Task requirements -
#1 Answer these questions using the text about Elizabeth Godfrey:
(a) What was the name of her father?
(b) Whom did she marry in 1720?
(c) In what year did Benjamin Godfrey die?
#2 In the text about Elizabeth Godfrey, reproduce word for word the passage from "Elizabeth Godfrey, also" to "her father's workshop.".

Provided text -
-----

Elizabeth Godfrey, also known as Eliza Godfrey and Elizabeth Buteux (active c. 1720–1766), was an English gold- and silversmith. She has been called "the most outstanding woman goldsmith of her generation."

== Early life ==
The daughter of Simon Pantin, a renowned silversmith himself, Godfrey was born in London and is believed to have been trained in her father's workshop.

== Career ==
Despite obvious success as an artist in her own right, her work has been largely periodised by her marriages to men. Godfrey married twice, both times to silversmiths with whom she shared her business in London. In 1720 she wed Abraham Buteux. After his death eleven years later, Godfrey began to run the firm on her own. She later married Benjamin Godfrey, who is believed to have been in her employ. He died in 1741, at which point she again began to head the business by herself, a period in which her firm's skill at producing increasingly popular Rococo aesthetics garnered loyal clientele. Until recently, Godfrey was thought to have been active until 1758. However, recent research has revealed that she was active until at least 1766. This was a period when many women traders were active in London, and the luxury trades were a sector in which they were particularly successful. Godfrey was, for instance, a contemporary of Hester Bateman.

-----

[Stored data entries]
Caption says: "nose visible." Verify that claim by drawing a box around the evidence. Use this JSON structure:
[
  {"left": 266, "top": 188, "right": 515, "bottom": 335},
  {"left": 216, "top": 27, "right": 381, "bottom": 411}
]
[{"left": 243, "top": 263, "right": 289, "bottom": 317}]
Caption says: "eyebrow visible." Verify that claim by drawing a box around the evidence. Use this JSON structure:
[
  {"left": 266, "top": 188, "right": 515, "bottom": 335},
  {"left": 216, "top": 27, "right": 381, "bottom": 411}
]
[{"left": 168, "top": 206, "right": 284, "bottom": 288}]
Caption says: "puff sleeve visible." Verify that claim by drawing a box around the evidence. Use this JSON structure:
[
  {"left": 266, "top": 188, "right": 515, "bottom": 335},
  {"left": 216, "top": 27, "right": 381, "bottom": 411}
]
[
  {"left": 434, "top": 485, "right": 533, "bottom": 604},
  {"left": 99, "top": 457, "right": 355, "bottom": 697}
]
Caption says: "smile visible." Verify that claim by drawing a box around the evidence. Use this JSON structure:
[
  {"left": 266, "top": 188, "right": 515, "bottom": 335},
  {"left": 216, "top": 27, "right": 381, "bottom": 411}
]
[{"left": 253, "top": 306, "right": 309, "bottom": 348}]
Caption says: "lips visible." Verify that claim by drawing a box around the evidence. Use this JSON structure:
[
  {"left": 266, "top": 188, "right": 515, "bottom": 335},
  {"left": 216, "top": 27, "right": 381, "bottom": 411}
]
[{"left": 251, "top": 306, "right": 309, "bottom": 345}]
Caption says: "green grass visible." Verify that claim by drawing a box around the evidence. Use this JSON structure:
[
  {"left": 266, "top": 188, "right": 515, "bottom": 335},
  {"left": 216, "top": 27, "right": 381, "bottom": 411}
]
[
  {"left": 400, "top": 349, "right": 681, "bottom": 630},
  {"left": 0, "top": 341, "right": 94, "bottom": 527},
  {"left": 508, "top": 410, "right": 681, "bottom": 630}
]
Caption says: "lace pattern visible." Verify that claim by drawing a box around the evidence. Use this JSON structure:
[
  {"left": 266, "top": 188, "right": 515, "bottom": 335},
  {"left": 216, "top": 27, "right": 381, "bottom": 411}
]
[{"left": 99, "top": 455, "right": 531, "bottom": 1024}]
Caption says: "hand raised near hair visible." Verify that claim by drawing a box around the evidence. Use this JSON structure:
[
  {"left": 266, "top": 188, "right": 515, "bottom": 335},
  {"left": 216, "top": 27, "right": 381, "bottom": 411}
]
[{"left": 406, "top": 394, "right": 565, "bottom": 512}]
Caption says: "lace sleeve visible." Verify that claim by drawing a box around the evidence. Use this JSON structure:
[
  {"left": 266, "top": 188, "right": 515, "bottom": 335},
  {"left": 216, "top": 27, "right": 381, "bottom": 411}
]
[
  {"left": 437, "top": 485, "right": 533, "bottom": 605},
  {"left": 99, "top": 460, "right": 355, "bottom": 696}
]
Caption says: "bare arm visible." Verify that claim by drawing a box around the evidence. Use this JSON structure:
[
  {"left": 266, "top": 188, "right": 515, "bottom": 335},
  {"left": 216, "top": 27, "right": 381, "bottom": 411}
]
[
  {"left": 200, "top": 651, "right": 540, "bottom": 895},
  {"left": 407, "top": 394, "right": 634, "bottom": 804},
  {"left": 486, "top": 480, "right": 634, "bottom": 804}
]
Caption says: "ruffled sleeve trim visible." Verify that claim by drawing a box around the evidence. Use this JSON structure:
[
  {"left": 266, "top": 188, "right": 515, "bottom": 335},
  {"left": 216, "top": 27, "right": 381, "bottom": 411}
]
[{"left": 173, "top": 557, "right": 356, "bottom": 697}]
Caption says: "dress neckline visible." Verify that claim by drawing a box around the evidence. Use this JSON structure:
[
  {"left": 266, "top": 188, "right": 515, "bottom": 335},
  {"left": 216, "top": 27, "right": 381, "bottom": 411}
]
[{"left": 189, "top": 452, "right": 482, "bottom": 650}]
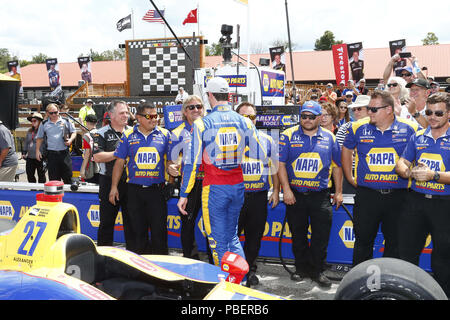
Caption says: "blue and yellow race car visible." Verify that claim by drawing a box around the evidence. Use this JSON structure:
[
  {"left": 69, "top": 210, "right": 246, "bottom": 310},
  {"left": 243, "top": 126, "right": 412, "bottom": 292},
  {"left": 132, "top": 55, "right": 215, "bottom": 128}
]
[{"left": 0, "top": 181, "right": 283, "bottom": 300}]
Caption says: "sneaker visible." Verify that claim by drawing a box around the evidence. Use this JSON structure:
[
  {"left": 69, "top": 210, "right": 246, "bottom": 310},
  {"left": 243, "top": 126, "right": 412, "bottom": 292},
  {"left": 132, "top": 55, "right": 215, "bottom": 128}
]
[
  {"left": 311, "top": 273, "right": 331, "bottom": 288},
  {"left": 246, "top": 271, "right": 259, "bottom": 288}
]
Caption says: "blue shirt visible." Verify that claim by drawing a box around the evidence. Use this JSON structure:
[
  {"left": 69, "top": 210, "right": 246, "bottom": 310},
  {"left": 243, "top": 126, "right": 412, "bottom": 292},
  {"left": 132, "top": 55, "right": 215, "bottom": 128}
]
[
  {"left": 241, "top": 131, "right": 278, "bottom": 192},
  {"left": 114, "top": 125, "right": 170, "bottom": 186},
  {"left": 279, "top": 125, "right": 341, "bottom": 192},
  {"left": 344, "top": 117, "right": 417, "bottom": 189},
  {"left": 402, "top": 127, "right": 450, "bottom": 195}
]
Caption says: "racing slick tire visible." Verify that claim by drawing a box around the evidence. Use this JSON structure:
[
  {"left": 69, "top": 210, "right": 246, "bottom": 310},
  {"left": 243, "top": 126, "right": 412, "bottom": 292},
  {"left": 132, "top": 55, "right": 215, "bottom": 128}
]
[{"left": 334, "top": 258, "right": 447, "bottom": 300}]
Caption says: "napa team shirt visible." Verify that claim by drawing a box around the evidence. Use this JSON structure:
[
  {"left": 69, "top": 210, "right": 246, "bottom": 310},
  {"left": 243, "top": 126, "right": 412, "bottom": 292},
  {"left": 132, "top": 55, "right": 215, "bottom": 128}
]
[
  {"left": 114, "top": 125, "right": 170, "bottom": 186},
  {"left": 344, "top": 117, "right": 417, "bottom": 189},
  {"left": 402, "top": 127, "right": 450, "bottom": 195},
  {"left": 167, "top": 121, "right": 205, "bottom": 179},
  {"left": 279, "top": 125, "right": 341, "bottom": 192},
  {"left": 241, "top": 131, "right": 278, "bottom": 192}
]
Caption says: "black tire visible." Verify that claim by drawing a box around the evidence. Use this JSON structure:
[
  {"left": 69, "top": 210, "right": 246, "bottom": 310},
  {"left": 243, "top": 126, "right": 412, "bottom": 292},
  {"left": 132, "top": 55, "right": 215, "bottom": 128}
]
[{"left": 334, "top": 258, "right": 447, "bottom": 300}]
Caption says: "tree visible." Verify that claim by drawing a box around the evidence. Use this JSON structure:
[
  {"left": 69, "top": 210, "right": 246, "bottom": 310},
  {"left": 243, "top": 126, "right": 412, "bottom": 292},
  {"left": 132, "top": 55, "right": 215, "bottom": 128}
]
[
  {"left": 422, "top": 32, "right": 439, "bottom": 46},
  {"left": 314, "top": 30, "right": 343, "bottom": 51}
]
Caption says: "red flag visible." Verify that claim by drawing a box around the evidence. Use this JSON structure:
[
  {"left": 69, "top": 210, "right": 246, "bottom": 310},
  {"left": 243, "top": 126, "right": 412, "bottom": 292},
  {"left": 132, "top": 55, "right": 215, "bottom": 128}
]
[
  {"left": 183, "top": 9, "right": 197, "bottom": 26},
  {"left": 331, "top": 43, "right": 350, "bottom": 85}
]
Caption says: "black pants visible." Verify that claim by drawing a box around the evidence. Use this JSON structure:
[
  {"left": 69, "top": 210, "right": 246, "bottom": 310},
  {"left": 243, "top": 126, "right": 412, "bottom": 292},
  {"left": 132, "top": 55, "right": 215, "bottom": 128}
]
[
  {"left": 400, "top": 191, "right": 450, "bottom": 297},
  {"left": 128, "top": 183, "right": 169, "bottom": 254},
  {"left": 97, "top": 174, "right": 133, "bottom": 250},
  {"left": 238, "top": 190, "right": 268, "bottom": 271},
  {"left": 286, "top": 190, "right": 333, "bottom": 276},
  {"left": 353, "top": 187, "right": 408, "bottom": 266},
  {"left": 180, "top": 180, "right": 214, "bottom": 264},
  {"left": 25, "top": 158, "right": 47, "bottom": 183},
  {"left": 47, "top": 149, "right": 72, "bottom": 184}
]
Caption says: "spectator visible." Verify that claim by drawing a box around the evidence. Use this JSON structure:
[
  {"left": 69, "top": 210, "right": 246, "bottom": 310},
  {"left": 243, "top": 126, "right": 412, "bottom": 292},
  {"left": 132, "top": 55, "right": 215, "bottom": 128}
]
[
  {"left": 337, "top": 99, "right": 351, "bottom": 127},
  {"left": 109, "top": 104, "right": 171, "bottom": 255},
  {"left": 278, "top": 101, "right": 342, "bottom": 287},
  {"left": 320, "top": 102, "right": 338, "bottom": 134},
  {"left": 236, "top": 102, "right": 280, "bottom": 287},
  {"left": 386, "top": 77, "right": 409, "bottom": 116},
  {"left": 175, "top": 87, "right": 189, "bottom": 104},
  {"left": 396, "top": 92, "right": 450, "bottom": 297},
  {"left": 400, "top": 79, "right": 430, "bottom": 128},
  {"left": 356, "top": 78, "right": 369, "bottom": 95},
  {"left": 342, "top": 91, "right": 417, "bottom": 266},
  {"left": 78, "top": 99, "right": 95, "bottom": 126},
  {"left": 80, "top": 114, "right": 100, "bottom": 184},
  {"left": 0, "top": 121, "right": 19, "bottom": 182},
  {"left": 36, "top": 103, "right": 77, "bottom": 184},
  {"left": 322, "top": 83, "right": 338, "bottom": 105},
  {"left": 22, "top": 112, "right": 46, "bottom": 183}
]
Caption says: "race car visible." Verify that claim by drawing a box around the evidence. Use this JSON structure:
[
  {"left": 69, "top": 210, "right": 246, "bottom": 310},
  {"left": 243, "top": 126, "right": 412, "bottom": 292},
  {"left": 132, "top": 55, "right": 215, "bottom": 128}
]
[{"left": 0, "top": 181, "right": 283, "bottom": 300}]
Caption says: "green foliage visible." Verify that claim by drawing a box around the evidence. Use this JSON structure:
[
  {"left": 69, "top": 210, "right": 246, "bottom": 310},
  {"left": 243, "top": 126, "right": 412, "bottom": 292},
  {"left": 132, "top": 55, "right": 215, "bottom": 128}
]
[{"left": 314, "top": 30, "right": 343, "bottom": 51}]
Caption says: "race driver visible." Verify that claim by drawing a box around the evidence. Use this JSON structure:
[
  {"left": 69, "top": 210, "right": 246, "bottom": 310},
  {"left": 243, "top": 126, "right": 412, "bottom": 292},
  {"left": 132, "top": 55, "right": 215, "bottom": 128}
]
[{"left": 177, "top": 77, "right": 257, "bottom": 266}]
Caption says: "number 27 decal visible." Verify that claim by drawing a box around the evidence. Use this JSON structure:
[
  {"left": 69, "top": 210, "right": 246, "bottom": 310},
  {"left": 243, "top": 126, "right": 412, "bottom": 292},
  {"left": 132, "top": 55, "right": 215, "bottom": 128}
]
[{"left": 17, "top": 221, "right": 47, "bottom": 256}]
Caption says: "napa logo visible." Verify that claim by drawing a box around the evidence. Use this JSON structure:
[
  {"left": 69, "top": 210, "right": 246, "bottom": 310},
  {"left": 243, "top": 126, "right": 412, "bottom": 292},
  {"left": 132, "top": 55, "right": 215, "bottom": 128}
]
[
  {"left": 366, "top": 148, "right": 398, "bottom": 172},
  {"left": 134, "top": 147, "right": 160, "bottom": 170},
  {"left": 292, "top": 152, "right": 323, "bottom": 179},
  {"left": 241, "top": 157, "right": 264, "bottom": 181},
  {"left": 87, "top": 204, "right": 123, "bottom": 228},
  {"left": 215, "top": 127, "right": 241, "bottom": 152},
  {"left": 0, "top": 201, "right": 14, "bottom": 220},
  {"left": 419, "top": 153, "right": 447, "bottom": 171},
  {"left": 339, "top": 220, "right": 355, "bottom": 249}
]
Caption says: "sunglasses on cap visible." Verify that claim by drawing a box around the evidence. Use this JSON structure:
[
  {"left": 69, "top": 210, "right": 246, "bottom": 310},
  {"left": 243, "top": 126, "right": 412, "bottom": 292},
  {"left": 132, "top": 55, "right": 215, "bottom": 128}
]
[
  {"left": 387, "top": 83, "right": 398, "bottom": 88},
  {"left": 186, "top": 104, "right": 203, "bottom": 110},
  {"left": 425, "top": 109, "right": 444, "bottom": 117},
  {"left": 137, "top": 113, "right": 158, "bottom": 120},
  {"left": 300, "top": 114, "right": 317, "bottom": 120},
  {"left": 367, "top": 105, "right": 389, "bottom": 113},
  {"left": 241, "top": 114, "right": 256, "bottom": 120}
]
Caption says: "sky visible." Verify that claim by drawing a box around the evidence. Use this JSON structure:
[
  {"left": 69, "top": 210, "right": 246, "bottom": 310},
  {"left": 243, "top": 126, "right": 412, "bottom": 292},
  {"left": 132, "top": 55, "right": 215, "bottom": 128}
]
[{"left": 0, "top": 0, "right": 450, "bottom": 62}]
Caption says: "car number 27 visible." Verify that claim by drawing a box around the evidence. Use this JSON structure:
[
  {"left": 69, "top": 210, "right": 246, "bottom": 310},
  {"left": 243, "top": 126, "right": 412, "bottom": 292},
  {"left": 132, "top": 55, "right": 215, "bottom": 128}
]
[{"left": 17, "top": 221, "right": 47, "bottom": 256}]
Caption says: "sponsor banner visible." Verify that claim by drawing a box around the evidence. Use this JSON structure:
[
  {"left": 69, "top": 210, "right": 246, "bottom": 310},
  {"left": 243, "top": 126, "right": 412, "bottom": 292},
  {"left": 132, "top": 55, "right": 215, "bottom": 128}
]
[
  {"left": 331, "top": 43, "right": 350, "bottom": 84},
  {"left": 261, "top": 71, "right": 284, "bottom": 97},
  {"left": 0, "top": 190, "right": 432, "bottom": 271}
]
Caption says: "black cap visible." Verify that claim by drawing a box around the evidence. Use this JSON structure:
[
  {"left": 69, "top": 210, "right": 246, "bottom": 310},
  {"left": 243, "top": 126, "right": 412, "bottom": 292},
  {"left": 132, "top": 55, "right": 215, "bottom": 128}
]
[{"left": 406, "top": 78, "right": 430, "bottom": 89}]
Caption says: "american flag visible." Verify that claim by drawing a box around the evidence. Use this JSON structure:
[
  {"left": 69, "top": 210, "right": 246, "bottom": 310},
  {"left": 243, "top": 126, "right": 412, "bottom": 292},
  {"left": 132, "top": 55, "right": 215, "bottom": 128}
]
[{"left": 142, "top": 10, "right": 164, "bottom": 23}]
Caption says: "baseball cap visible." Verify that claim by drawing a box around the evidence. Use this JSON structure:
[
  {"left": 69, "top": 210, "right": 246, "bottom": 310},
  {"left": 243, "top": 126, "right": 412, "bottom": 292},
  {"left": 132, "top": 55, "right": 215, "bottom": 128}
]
[
  {"left": 348, "top": 94, "right": 370, "bottom": 108},
  {"left": 300, "top": 100, "right": 322, "bottom": 116},
  {"left": 206, "top": 77, "right": 229, "bottom": 93},
  {"left": 406, "top": 78, "right": 430, "bottom": 89}
]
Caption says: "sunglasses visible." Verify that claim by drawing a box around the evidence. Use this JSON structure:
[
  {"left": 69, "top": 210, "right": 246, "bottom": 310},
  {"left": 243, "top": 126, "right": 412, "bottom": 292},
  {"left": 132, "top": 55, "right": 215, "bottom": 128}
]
[
  {"left": 425, "top": 109, "right": 444, "bottom": 117},
  {"left": 186, "top": 104, "right": 203, "bottom": 110},
  {"left": 241, "top": 114, "right": 256, "bottom": 120},
  {"left": 367, "top": 105, "right": 389, "bottom": 113},
  {"left": 137, "top": 113, "right": 158, "bottom": 120},
  {"left": 300, "top": 114, "right": 317, "bottom": 120}
]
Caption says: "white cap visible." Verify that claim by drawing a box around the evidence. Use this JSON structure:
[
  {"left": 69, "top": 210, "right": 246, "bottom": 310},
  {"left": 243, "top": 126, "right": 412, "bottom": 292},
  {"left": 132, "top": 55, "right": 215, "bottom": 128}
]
[{"left": 206, "top": 77, "right": 229, "bottom": 93}]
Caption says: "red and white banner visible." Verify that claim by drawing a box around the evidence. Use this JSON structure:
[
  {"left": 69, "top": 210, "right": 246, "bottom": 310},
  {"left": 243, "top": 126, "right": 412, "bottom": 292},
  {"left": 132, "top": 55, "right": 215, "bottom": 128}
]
[{"left": 331, "top": 43, "right": 350, "bottom": 84}]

-----

Answer list -
#1
(a) Simon Pantin
(b) Abraham Buteux
(c) 1741

#2
Elizabeth Godfrey, also known as Eliza Godfrey and Elizabeth Buteux (active c. 1720–1766), was an English gold- and silversmith. She has been called "the most outstanding woman goldsmith of her generation."

== Early life ==
The daughter of Simon Pantin, a renowned silversmith himself, Godfrey was born in London and is believed to have been trained in her father's workshop.